EXERCISE INSTRUCTIONS:
Extract, word for word, the lines of the material that begin at the line containing "point: motorcyclist" and run through the end of the material, including that first line. Leave the pictures out of your reply.

Material excerpted from a collection:
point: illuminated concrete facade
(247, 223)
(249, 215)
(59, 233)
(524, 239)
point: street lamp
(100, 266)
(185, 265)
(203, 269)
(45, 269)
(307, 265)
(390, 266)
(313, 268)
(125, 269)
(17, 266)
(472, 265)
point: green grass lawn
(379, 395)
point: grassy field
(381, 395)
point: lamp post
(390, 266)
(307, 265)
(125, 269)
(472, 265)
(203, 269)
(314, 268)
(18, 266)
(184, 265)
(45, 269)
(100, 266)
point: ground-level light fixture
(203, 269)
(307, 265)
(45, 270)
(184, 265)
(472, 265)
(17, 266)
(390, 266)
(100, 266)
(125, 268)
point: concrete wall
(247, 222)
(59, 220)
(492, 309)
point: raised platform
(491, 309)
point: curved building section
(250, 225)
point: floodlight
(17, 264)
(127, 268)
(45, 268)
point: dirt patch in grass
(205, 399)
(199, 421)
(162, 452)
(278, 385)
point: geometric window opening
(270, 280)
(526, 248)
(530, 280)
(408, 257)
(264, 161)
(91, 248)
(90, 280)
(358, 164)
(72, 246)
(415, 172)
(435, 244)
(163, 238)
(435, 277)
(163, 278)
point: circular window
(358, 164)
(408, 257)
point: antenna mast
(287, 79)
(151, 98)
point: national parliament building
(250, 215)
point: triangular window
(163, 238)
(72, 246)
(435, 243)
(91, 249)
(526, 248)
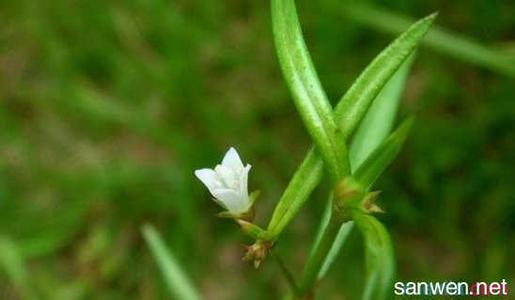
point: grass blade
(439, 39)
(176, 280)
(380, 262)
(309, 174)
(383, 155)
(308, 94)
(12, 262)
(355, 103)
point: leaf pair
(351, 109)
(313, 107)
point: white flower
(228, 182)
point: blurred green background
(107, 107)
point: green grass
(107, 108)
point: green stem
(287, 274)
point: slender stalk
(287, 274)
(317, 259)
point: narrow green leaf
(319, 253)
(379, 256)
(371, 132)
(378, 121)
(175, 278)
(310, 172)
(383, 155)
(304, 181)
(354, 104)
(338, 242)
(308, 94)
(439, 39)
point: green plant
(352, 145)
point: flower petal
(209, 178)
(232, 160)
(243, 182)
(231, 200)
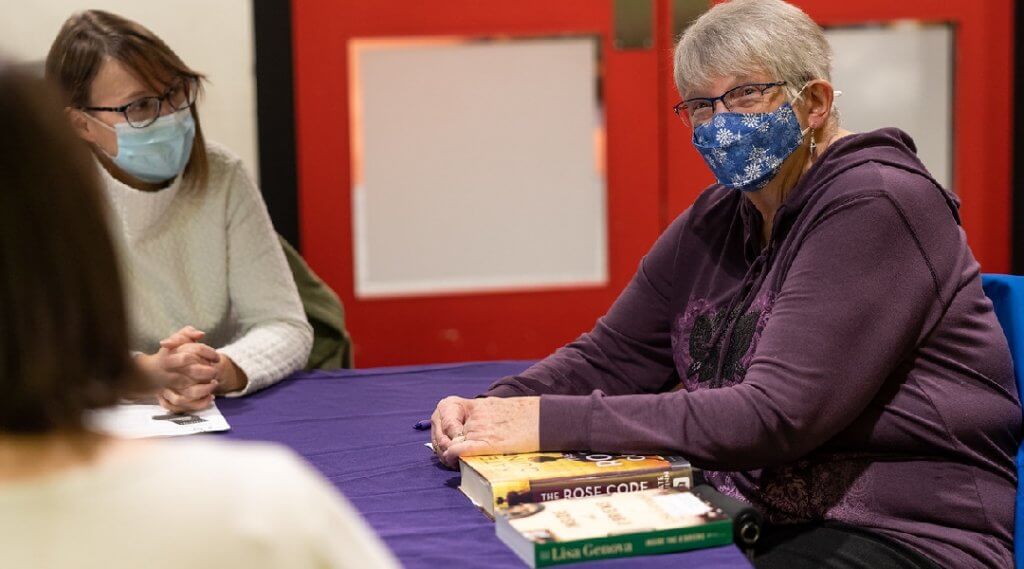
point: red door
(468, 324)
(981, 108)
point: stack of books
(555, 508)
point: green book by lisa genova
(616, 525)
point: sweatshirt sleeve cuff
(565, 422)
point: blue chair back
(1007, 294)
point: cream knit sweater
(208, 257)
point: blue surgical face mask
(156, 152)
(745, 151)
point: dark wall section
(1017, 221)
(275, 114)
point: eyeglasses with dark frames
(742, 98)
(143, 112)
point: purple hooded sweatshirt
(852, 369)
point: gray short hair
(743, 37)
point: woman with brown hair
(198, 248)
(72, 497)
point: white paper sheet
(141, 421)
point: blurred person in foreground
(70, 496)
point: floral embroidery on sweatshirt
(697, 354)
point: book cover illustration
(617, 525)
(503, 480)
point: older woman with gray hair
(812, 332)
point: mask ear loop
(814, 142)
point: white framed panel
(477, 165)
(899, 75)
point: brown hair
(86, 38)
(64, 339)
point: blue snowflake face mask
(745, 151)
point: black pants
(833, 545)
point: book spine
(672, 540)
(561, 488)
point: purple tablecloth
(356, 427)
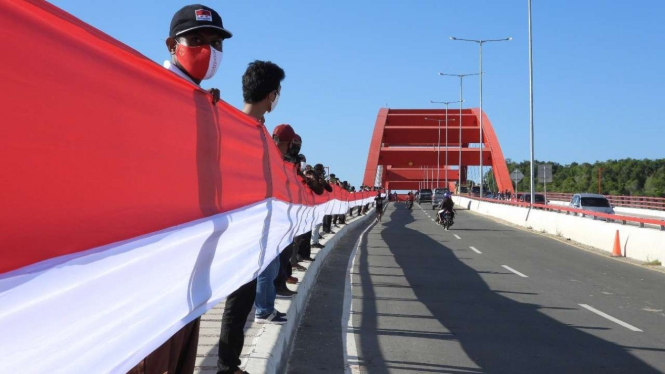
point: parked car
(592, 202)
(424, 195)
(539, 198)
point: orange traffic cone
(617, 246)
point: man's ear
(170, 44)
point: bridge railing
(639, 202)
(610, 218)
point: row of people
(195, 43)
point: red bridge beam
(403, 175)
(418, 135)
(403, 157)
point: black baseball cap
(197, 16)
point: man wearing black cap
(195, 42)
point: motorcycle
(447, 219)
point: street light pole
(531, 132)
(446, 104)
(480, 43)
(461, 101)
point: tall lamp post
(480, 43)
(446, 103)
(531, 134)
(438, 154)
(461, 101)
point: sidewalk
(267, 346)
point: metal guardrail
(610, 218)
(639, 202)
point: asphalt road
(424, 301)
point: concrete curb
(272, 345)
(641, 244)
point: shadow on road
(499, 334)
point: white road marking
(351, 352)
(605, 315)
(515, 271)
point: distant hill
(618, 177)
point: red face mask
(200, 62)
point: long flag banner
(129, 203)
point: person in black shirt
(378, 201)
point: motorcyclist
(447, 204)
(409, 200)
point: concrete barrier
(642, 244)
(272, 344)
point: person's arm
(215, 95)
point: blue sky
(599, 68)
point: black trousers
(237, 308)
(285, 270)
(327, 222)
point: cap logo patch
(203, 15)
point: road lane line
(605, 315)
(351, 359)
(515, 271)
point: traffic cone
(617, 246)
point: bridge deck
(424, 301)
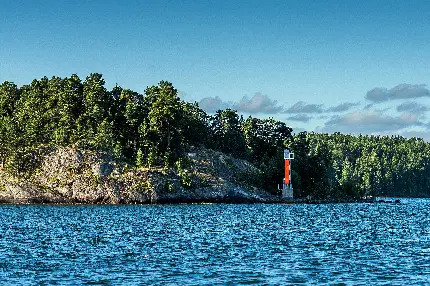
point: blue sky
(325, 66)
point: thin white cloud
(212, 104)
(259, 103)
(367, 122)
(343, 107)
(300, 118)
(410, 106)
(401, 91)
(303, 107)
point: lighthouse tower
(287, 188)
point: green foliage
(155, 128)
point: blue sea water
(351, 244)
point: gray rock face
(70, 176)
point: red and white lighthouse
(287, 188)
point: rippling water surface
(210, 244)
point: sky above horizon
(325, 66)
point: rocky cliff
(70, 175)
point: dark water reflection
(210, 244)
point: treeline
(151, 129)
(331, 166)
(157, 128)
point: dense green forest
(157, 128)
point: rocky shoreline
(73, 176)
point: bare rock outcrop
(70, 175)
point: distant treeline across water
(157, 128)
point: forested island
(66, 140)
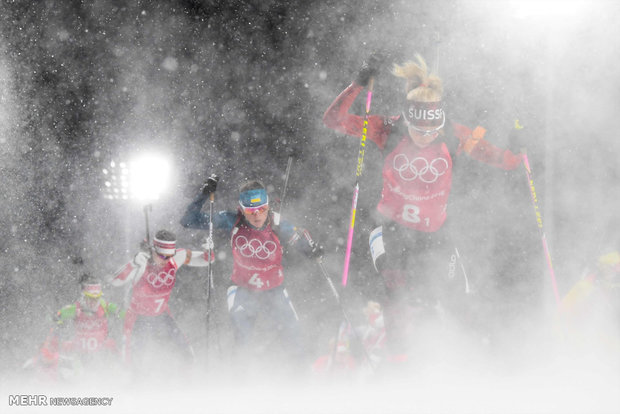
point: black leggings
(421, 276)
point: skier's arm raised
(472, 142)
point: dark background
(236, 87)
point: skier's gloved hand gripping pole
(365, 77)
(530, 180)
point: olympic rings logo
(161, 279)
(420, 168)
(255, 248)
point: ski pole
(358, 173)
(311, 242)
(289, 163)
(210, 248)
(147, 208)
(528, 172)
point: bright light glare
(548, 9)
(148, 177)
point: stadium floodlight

ANSWER:
point: motorcyclist
(447, 204)
(409, 200)
point: concrete barrier
(642, 244)
(272, 344)
point: person's arm
(215, 95)
point: blue sky
(599, 68)
point: black trousers
(237, 308)
(285, 270)
(327, 222)
point: cap logo patch
(203, 15)
point: road lane line
(605, 315)
(351, 359)
(515, 271)
point: traffic cone
(617, 246)
point: bridge deck
(424, 301)
point: blue sky
(325, 66)
point: thin white cloud
(212, 104)
(259, 103)
(367, 122)
(343, 107)
(300, 118)
(410, 106)
(401, 91)
(303, 107)
point: lighthouse tower
(287, 188)
point: green foliage
(155, 128)
point: blue sea water
(351, 244)
point: gray rock face
(70, 176)
point: red and white lighthouse
(287, 188)
point: rippling water surface
(210, 244)
point: sky above horizon
(325, 66)
point: rocky cliff
(70, 175)
point: dark water reflection
(210, 244)
point: treeline
(151, 129)
(331, 166)
(157, 128)
point: dense green forest
(157, 128)
point: rocky shoreline
(73, 176)
point: bare rock outcrop
(70, 175)
point: distant treeline across water
(157, 128)
point: forested island
(66, 140)
point: black leggings
(421, 276)
point: skier's arm raised
(472, 142)
point: dark background
(236, 87)
point: skier's gloved hand gripping pole
(365, 77)
(530, 180)
point: olympic rings logo
(161, 279)
(420, 168)
(255, 248)
point: ski pole
(358, 173)
(311, 242)
(289, 163)
(210, 248)
(147, 208)
(528, 172)
point: bright light glare
(548, 9)
(148, 177)
point: stadium floodlight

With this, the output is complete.